>> START Given passage
Forum Moderators: goodroi

Message Too Old, No Replies

Google No Longer Supports Noindex, Nofollow and Crawl-Delay in Robots.txt

         

engine

4:58 pm on Jul 4, 2019 (gmt 0)

WebmasterWorld Administrator 10+ Year Member Top Contributors Of The Month



Google has clarified the unsupported rules in robots.txt, which it recently announced was submitted to open source. [webmasterworld.com]

These include noindex, nofollow and crawl-delay in robots.txt

[webmasters.googleblog.com...]

NickMNS

5:21 pm on Jul 4, 2019 (gmt 0)

WebmasterWorld Senior Member 10+ Year Member Top Contributors Of The Month



I think that it is worth making this clear
These include noindex, nofollow and crawl-delay in robots.txt

This only applies to the use of these tags in the Robots.txt file.
>> END Given passage
>> START Records shown
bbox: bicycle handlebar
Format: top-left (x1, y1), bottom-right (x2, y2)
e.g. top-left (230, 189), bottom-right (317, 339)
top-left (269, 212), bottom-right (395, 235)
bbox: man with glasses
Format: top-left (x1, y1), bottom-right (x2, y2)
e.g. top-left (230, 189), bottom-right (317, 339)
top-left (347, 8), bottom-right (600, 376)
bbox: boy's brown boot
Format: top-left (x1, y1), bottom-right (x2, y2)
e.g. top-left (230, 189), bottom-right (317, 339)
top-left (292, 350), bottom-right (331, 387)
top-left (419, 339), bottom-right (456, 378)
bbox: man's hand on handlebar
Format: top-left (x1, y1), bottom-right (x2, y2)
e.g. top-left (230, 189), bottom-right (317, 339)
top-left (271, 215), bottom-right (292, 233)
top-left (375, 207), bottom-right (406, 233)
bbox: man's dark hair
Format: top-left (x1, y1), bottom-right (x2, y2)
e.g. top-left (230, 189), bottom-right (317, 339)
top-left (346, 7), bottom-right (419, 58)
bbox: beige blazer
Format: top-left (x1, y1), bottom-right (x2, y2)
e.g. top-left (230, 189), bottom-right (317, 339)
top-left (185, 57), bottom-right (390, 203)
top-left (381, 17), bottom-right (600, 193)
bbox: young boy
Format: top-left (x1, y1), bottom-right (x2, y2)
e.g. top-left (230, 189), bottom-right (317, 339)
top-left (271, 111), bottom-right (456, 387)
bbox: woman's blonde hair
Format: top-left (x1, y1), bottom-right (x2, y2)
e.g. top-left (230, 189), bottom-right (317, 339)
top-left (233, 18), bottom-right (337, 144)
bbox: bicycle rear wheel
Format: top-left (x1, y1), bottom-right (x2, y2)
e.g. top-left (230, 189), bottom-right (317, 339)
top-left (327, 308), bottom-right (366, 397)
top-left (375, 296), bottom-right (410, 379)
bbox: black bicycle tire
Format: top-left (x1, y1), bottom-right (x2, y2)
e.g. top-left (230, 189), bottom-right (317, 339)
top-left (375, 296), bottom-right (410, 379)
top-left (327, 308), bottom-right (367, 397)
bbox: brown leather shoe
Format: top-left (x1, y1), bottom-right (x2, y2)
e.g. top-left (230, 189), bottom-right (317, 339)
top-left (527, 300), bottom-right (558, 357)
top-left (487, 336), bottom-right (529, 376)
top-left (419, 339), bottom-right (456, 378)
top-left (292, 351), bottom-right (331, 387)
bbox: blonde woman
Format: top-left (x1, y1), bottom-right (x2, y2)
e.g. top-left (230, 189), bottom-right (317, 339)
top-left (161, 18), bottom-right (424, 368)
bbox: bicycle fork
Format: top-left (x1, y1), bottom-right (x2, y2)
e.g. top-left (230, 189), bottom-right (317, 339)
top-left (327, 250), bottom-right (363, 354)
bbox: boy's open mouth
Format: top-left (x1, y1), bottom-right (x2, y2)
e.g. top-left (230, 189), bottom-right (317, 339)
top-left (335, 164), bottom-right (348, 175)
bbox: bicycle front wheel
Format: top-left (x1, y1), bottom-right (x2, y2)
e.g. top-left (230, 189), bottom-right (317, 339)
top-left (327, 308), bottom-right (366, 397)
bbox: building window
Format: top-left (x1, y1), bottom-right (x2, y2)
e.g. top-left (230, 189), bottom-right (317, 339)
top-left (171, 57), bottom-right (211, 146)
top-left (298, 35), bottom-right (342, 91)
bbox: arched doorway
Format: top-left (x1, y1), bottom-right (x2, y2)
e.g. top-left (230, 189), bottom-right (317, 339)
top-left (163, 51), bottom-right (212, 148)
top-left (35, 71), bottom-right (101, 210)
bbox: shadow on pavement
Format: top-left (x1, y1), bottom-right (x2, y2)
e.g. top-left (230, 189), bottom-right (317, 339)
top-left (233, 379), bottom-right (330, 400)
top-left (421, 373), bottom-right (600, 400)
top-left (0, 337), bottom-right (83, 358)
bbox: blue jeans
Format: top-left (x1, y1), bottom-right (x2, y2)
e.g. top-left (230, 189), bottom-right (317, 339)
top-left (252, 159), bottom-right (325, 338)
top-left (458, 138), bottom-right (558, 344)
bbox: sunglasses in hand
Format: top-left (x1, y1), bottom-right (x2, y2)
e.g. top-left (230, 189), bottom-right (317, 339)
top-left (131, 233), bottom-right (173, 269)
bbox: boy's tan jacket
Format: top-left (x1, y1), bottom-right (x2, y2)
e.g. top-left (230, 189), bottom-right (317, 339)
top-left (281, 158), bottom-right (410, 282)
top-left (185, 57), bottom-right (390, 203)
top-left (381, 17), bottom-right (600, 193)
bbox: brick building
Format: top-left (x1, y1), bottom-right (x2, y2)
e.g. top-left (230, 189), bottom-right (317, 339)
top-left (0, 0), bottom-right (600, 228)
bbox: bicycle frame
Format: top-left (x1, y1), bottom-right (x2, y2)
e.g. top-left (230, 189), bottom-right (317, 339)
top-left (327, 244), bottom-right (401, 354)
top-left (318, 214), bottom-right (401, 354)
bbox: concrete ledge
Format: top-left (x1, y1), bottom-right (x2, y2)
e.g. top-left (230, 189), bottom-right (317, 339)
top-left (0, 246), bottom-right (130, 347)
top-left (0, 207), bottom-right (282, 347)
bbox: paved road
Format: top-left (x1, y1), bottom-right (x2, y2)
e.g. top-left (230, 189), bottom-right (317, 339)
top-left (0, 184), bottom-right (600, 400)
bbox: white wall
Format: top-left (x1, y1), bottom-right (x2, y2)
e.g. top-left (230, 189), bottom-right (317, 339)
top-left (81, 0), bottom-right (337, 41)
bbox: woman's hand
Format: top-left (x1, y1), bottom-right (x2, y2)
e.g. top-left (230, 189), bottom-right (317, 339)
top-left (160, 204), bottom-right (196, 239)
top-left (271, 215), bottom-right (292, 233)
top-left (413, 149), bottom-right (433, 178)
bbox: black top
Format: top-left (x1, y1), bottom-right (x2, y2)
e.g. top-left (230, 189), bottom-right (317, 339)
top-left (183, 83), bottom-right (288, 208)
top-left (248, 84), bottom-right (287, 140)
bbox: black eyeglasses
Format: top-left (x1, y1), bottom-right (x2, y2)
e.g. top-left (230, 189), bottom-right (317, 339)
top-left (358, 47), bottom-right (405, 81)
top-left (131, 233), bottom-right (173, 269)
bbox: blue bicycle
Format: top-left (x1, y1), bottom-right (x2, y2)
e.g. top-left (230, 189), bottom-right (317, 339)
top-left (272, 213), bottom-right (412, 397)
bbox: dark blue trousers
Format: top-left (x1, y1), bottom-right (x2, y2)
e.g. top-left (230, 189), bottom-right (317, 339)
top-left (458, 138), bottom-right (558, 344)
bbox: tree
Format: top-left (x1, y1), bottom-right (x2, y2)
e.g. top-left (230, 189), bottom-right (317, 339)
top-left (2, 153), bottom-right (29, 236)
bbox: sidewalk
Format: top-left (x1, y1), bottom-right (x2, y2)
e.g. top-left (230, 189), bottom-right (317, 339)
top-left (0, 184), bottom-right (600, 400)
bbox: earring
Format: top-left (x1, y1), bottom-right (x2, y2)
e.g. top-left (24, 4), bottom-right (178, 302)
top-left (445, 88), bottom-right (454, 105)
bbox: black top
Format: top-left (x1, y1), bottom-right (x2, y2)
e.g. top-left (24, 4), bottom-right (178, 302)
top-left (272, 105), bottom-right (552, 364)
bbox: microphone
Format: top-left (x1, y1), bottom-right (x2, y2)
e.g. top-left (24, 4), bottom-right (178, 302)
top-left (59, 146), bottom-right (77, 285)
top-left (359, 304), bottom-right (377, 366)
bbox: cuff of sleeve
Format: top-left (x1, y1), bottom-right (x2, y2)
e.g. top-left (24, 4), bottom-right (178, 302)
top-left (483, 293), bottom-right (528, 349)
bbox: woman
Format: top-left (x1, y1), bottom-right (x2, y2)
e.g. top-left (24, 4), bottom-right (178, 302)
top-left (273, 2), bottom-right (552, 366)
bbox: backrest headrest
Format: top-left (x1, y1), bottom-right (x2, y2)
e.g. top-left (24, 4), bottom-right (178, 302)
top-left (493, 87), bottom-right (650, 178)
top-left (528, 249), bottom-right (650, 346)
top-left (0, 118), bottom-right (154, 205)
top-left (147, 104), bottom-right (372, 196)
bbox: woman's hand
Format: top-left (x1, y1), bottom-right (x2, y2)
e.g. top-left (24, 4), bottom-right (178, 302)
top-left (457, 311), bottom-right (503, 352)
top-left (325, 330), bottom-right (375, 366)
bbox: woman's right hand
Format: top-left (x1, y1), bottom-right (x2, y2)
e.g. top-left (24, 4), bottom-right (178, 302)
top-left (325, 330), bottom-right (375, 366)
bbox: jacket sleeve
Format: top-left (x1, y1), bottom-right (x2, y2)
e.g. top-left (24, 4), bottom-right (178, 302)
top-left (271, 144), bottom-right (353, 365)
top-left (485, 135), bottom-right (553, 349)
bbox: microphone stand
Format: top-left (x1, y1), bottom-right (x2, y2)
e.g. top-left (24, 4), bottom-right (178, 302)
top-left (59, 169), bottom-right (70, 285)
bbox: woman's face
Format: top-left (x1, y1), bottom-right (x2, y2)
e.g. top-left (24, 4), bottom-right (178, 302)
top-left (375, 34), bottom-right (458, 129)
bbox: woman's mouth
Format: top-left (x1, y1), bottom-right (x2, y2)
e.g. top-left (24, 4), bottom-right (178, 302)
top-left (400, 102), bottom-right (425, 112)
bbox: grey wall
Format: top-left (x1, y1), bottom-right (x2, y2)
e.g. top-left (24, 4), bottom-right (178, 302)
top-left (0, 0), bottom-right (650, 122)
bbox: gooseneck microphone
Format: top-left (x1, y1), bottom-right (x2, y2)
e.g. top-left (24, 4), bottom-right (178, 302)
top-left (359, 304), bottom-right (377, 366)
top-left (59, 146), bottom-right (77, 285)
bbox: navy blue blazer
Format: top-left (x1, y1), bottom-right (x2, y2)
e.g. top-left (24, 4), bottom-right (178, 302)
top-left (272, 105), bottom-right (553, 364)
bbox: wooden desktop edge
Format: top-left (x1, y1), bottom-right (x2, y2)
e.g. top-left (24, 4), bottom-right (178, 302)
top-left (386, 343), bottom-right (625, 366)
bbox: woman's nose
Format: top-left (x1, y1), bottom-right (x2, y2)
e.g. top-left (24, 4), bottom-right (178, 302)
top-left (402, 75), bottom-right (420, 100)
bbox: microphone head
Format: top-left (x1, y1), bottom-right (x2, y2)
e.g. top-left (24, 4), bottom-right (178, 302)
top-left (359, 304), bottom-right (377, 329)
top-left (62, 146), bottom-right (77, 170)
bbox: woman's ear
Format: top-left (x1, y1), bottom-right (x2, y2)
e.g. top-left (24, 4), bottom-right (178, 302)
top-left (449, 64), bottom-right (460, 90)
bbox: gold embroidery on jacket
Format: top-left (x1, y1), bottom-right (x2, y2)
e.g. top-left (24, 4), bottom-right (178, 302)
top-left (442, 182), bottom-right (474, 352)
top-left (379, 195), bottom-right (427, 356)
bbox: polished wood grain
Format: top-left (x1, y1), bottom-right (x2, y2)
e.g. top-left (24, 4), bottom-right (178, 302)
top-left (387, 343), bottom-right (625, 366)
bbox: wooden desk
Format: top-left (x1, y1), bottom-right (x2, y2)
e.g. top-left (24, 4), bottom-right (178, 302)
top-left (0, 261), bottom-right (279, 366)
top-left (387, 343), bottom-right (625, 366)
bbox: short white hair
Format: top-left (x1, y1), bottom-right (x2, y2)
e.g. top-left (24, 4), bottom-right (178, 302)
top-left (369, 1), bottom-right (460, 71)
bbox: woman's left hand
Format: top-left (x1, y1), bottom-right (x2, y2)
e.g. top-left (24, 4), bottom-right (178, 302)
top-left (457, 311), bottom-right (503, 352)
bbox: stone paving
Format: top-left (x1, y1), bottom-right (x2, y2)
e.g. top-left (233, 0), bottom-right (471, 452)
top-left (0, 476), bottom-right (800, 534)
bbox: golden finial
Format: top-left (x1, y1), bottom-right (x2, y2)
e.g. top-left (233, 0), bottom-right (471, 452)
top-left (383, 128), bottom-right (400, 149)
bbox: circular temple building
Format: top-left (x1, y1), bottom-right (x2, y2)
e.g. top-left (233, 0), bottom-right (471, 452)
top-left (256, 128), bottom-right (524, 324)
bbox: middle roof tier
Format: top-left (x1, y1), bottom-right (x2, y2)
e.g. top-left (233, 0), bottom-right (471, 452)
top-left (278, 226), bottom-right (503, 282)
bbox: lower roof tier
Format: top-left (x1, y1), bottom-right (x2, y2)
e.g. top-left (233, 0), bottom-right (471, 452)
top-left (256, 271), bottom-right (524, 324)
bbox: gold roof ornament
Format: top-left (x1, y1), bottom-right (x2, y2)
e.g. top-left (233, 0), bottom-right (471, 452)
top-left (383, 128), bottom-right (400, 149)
>> END Records shown
▶ Short exercise A: Summarize the forum thread about Google and robots.txt in two sentences.
▶ Short exercise B: Pick up the forum thread on Google dropping robots.txt support for noindex, nofollow and crawl-delay from the point where it ends.

▶ Expected output A: Google has clarified which rules in robots.txt it does not support, noindex, nofollow and crawl-delay among them, after recently announcing that robots.txt was submitted to open source. A reply points out that this only applies to using these rules in the robots.txt file.

▶ Expected output B:
noindex and nofollow are both still supported in the meta tag and in http headers

From the Google post:
Noindex in robots meta tags: Supported both in the HTTP response headers and in HTML, the noindex directive is the most effective way to remove URLs from the index when crawling is allowed.

Dimitri

5:39 pm on Jul 4, 2019 (gmt 0)

WebmasterWorld Senior Member 5+ Year Member Top Contributors Of The Month



I think that it is worth making this clear

Yes, some certainly had a heart-attack ...

tangor

9:11 pm on Jul 4, 2019 (gmt 0)

WebmasterWorld Senior Member 10+ Year Member Top Contributors Of The Month



This is one more reminder that the utility of robots.txt is pretty limited and that is not likely to change anytime soon.

not2easy

10:15 pm on Jul 4, 2019 (gmt 0)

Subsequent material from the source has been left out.